## Written exercise
Copy the items word for word, from the start through the line containing "pixel 211 166", with both ends included. Omit the pictures from your copy.

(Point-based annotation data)
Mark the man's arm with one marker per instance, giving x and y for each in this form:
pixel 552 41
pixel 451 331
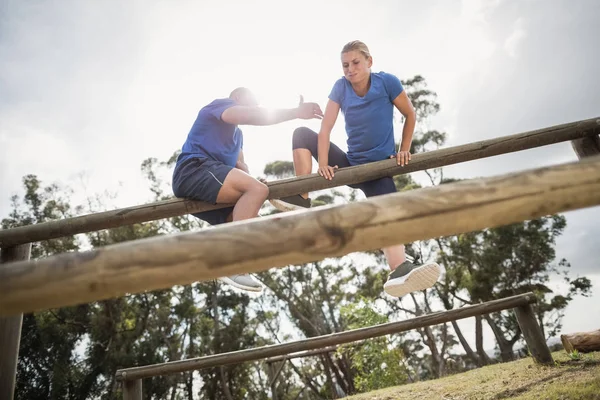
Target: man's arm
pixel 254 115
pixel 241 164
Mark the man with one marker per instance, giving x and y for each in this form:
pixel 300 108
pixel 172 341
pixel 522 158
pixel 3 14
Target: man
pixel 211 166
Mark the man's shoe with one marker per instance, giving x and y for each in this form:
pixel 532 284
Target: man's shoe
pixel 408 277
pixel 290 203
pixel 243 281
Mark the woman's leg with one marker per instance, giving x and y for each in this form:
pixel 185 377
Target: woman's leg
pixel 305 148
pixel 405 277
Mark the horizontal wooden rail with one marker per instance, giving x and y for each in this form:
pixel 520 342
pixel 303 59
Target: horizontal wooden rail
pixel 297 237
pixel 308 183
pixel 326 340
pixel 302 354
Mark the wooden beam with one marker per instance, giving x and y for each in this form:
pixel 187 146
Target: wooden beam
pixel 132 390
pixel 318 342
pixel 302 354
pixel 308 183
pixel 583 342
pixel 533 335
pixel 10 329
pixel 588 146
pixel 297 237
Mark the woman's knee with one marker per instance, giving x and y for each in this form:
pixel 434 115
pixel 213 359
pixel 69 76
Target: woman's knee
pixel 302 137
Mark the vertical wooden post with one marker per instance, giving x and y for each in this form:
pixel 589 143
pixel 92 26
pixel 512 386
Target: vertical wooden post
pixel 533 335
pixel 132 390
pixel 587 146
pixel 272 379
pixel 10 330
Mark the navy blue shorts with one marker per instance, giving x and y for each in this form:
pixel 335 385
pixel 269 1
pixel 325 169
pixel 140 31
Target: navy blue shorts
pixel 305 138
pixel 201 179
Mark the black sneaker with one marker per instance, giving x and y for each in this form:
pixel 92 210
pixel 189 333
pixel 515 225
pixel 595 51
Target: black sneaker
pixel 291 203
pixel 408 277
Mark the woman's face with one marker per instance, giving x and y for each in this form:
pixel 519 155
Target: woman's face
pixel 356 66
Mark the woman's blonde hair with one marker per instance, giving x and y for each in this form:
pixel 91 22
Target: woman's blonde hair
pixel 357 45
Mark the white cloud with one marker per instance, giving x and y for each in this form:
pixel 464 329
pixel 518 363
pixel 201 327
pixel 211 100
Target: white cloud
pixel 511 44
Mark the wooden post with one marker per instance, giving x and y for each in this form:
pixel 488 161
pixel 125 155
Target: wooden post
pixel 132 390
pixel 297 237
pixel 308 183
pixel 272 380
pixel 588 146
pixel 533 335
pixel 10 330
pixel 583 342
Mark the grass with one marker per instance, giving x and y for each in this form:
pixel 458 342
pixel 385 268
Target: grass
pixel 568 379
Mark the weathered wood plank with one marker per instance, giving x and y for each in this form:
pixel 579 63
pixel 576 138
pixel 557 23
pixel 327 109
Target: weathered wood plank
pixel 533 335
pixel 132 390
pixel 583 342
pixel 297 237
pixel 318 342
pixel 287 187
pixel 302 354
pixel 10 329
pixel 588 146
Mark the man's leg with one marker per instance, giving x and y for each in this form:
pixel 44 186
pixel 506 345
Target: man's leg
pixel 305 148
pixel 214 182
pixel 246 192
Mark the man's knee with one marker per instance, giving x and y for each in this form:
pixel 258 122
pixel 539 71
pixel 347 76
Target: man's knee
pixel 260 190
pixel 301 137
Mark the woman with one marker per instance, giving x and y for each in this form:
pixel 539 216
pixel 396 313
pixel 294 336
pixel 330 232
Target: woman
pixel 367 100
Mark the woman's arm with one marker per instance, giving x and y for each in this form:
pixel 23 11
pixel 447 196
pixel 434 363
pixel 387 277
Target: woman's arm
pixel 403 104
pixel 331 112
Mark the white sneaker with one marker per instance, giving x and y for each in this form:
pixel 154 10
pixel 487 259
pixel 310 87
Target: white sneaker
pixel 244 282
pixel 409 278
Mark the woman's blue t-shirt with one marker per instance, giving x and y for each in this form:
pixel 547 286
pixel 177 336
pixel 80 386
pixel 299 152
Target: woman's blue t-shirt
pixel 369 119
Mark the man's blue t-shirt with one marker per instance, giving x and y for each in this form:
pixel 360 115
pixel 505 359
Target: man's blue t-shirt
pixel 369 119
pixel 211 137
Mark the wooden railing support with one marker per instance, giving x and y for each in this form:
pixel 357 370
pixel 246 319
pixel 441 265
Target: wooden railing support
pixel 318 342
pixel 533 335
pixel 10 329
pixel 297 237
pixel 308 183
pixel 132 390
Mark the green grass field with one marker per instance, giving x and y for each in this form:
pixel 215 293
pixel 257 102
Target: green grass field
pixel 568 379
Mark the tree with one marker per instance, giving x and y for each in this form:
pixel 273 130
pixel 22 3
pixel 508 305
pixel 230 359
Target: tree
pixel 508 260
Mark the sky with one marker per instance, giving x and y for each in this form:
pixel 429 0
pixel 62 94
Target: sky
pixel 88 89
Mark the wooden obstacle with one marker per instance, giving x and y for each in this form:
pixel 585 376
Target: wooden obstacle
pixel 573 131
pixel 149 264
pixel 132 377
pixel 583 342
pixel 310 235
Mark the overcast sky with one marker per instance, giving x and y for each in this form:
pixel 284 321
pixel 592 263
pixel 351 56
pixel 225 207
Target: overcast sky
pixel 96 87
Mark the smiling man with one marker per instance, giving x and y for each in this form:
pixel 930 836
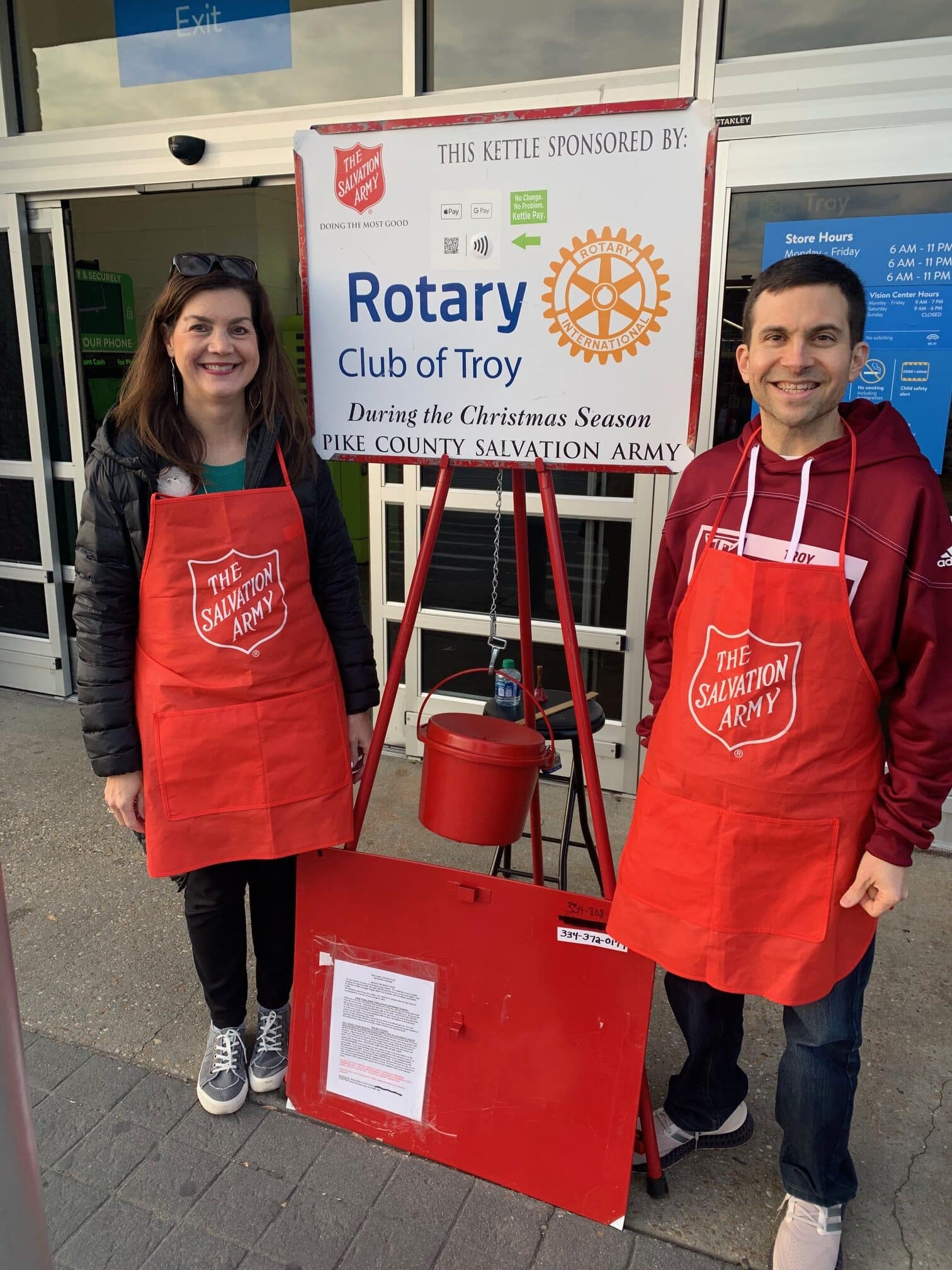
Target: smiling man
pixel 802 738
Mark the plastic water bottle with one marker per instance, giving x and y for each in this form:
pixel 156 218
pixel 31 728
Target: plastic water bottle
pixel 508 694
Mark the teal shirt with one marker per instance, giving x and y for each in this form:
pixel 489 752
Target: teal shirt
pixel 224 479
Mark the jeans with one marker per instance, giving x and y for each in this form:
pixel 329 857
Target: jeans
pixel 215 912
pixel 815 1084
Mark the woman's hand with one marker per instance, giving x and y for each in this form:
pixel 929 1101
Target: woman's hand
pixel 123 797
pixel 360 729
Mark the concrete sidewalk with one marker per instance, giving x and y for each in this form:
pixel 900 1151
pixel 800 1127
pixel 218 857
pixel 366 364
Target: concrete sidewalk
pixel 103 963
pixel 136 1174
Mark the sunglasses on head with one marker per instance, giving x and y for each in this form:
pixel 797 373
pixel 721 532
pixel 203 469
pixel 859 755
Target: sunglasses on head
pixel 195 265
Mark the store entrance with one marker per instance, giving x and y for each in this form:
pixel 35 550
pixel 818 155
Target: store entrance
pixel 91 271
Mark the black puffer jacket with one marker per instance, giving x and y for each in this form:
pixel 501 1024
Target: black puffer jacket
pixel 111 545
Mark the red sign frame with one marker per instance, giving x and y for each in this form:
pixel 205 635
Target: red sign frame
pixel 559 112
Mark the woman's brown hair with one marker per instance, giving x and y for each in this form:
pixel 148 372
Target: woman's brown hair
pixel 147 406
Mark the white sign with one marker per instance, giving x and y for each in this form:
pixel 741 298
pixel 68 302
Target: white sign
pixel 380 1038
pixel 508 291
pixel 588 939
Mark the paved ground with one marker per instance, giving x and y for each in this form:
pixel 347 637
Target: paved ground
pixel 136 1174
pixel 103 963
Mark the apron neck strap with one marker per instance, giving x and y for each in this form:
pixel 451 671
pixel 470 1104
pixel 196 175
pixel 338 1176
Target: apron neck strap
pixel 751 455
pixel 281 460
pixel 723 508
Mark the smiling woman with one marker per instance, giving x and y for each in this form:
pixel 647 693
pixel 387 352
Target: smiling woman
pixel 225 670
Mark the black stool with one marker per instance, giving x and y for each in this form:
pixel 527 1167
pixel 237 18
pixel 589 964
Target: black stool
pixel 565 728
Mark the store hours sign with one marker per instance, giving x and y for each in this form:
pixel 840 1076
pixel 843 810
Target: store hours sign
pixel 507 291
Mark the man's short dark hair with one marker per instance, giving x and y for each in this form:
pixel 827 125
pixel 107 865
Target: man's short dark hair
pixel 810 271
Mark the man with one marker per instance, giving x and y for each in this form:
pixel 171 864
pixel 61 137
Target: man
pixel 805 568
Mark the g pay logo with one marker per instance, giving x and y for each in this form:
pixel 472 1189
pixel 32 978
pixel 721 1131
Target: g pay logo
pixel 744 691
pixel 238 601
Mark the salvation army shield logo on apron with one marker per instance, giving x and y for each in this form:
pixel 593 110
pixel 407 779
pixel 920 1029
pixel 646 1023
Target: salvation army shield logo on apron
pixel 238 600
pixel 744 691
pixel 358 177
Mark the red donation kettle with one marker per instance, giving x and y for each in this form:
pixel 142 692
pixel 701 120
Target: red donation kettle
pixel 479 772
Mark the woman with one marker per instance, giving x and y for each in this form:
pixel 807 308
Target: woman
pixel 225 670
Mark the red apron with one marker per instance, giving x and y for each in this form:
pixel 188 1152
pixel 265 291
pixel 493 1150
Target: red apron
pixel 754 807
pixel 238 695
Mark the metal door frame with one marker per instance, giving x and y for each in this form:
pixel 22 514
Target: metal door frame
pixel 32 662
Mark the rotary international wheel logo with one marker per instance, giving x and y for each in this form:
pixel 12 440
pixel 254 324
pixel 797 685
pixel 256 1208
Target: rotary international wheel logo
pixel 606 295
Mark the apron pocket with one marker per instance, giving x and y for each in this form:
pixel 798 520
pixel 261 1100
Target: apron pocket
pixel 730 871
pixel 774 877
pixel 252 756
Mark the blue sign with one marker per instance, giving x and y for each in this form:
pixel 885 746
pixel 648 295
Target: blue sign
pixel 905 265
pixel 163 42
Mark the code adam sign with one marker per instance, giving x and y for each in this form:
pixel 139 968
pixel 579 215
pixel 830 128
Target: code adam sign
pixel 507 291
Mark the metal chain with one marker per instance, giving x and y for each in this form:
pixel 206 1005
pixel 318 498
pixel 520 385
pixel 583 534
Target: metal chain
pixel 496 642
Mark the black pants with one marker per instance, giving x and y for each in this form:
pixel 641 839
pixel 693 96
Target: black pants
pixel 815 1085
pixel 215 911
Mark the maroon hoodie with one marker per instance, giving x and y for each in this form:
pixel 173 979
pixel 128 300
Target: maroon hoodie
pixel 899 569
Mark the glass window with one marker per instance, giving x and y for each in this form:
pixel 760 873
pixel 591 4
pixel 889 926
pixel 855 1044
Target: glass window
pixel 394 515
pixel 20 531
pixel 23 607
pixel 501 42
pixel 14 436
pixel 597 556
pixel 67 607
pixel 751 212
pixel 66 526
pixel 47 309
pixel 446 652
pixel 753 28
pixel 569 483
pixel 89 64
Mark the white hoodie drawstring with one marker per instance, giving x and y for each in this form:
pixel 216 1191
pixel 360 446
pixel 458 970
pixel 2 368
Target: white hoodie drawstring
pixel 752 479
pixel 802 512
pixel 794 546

## Response for this exercise
Mark the man's arm with one marker per instance, giving x and y for each in this form:
pixel 552 41
pixel 451 331
Target: man's arm
pixel 254 115
pixel 241 164
Mark the man with one marker per instance, giving x and y for each in this form:
pixel 300 108
pixel 172 341
pixel 522 158
pixel 3 14
Target: man
pixel 211 166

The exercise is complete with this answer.